Will I ever understand everything that it means to be from Belfast? Of course not. But I've had a great opportunity this year to listen to your experiences, and I thank all those who have invited me in to their lives: particularly to Ann and Roy for introducing me to the North Coast; Sylvia and Roy, Pat / Michele / Siobhan's clan, Daphne and Billy for sharing meals with me; the Young Adult Group for some good craic each month; Stewart, Norma and Pamela for looking out for me at the Boys’ Brigade (and for numerous lifts to Macrory Halls!); the staff team and volunteers that welcomed me as one of their own; and my faithful Bible study group that has been particularly special during my year here: Ann, Heather, Helene, Muriel and Veronica.

Part of the family for Christmas
I have learned something from each and every one of you… and even if your name was not mentioned, please know that I have truly appreciated being a part of your congregational life this year.

I leave Belfast in a few short weeks (has it really gone so quickly?!?) and with me I take a fondness for Tunnocks Tea Cakes, a vastly expanded vocabulary, and numerous photographs and reminders of my time here. More importantly, however, I take a personal strength I never knew before.

Our last week of Bible study
Coming here, away from family and friends, has been difficult, but it has also given me the self-confidence to stand up for myself and to know that I’m capable of mastering whatever life throws my way. I still don’t know where the next stage will take me, but I go forward from this place, secure in the fact that I will have this community keeping me in their hearts and prayers from the other side of the ocean.

I leave you for now with the words of a prayer that is shared with each YAV as they prepare for their year of service. I find that it is still as applicable for me today as it was over a year ago, when I learned I would be spending this time with you. You might consider cutting it out with the picture and bio of Sarah to keep her in your prayers as she prepares for her time in Northern Ireland!

THE TASKS:
[1] Rewrite as a numbered list the part of the records that opens with the line containing "zebra's neck, one" and runs through the final line of the records, leaving out any blank lines.
[2] Extend the reflection on a year in Belfast, picking up after its last sentence.
The records have no connection to the text above.

PROVIDED RECORDS:
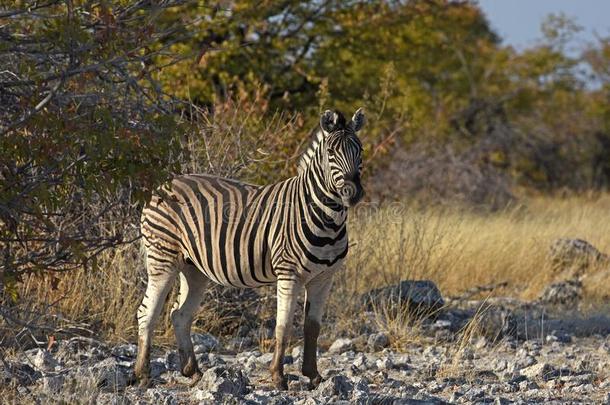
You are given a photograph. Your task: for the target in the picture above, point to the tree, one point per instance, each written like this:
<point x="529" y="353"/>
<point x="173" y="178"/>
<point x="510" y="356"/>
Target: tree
<point x="85" y="131"/>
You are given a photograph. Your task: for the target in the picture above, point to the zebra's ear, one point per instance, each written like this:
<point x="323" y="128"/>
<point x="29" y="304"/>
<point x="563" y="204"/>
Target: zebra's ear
<point x="329" y="121"/>
<point x="358" y="120"/>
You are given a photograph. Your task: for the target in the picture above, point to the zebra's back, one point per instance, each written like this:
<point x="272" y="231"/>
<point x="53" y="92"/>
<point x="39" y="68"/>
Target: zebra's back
<point x="220" y="225"/>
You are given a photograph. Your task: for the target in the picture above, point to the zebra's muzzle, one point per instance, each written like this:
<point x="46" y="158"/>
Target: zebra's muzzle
<point x="351" y="193"/>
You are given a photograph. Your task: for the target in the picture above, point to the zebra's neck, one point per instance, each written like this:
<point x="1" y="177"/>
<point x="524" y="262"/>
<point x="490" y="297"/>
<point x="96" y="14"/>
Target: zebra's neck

RESPONSES:
[1]
1. You are given a photograph. Your task: for the target in the picture above, point to the zebra's neck, one point per instance, each written like this:
2. <point x="1" y="177"/>
3. <point x="524" y="262"/>
4. <point x="490" y="297"/>
5. <point x="96" y="14"/>
6. Target: zebra's neck

[2]
With all my love,
Tricia

MY LORD GOD, 

I have no idea where I am going. 

I do not see the road ahead of me. 
I cannot know for certain where it will end. 
Nor do I really know myself,
and the fact that I think I am following your will
does not mean that I am actually doing so. 

But I believe that the desire to please you does in fact please you.
And I hope I have that desire in all that I am doing. 

I hope that I will never do anything apart from that desire.
And I know that if I do this you will lead me by the right road, 
though I may know nothing about it. 

Therefore I will trust you always
though I may seem to be lost and in the shadow of death.
I will not fear, for you are ever with me,
and you will never leave me to face my perils alone. 

Thomas Merton, “Thoughts in Solitude” 
© Abbey of Gethsemani 

07 July 2013

One Week

Next Sunday is my last in Belfast.

(so strange to type that!)

This week and the next have been / will be full of packing, spending time with friends and trying to visit all the places I've put off til the end. Oh, yeah - and the 12th of July is in there somewhere. That's a whole other post...

FMPCI team at dinner
Even though my room is slowly emptying, it still hasn't sunk in that my time here is coming to an end. I'm not sure when it will feel real - my final service at Fortwilliam and Macrory? Saying goodbye to my fellow YAVs before I head on holiday? Getting on the plane to America? Three months from now in the middle of the night?

Making progress...
So I guess in addition to general "what's happening-ness", part of this post is a sort of apology... if I've had to say goodbye to you already and it didn't quite have the weight of "I might never see you again" attached - it's because it isn't quite real to me yet. I will definitely miss everyone here!

Vine - volunteer appreciation lunch

15 June 2013

What I'm Listening To: Father's Day Edition

Daddy's Girl

Father / daughter songs. There are a lot of them - and some do it better than others (I'm looking at you, Frank and Nancy - that's weird). Today's song is very special to me, as I listen to it (usually on repeat) whenever I'm missing my daddy. I thought it would be appropriate for a special Father's Day edition of "What I'm Listening To"... so this one goes out to mine.


Although this version might be more appropriate for my dad... Dougie. (See 3:54 - that's totally my Dougie-Fresh dad)



Derby Daddy-O
(Lyrics below)

16 May 2013

Welcome to Thirty.

It's official. I've been "in my thirties" for a week now, and I'd like to take the opportunity to thank all of you who made it so special!

Although my birthday was on Thursday, I felt very lucky to be celebrated all week by the people I've held nearest and dearest in my time here. Kicking off the week on Monday with a red velvet cake Veronica baked for our Bible Study was certainly a great start! Everyone was so kind and generous.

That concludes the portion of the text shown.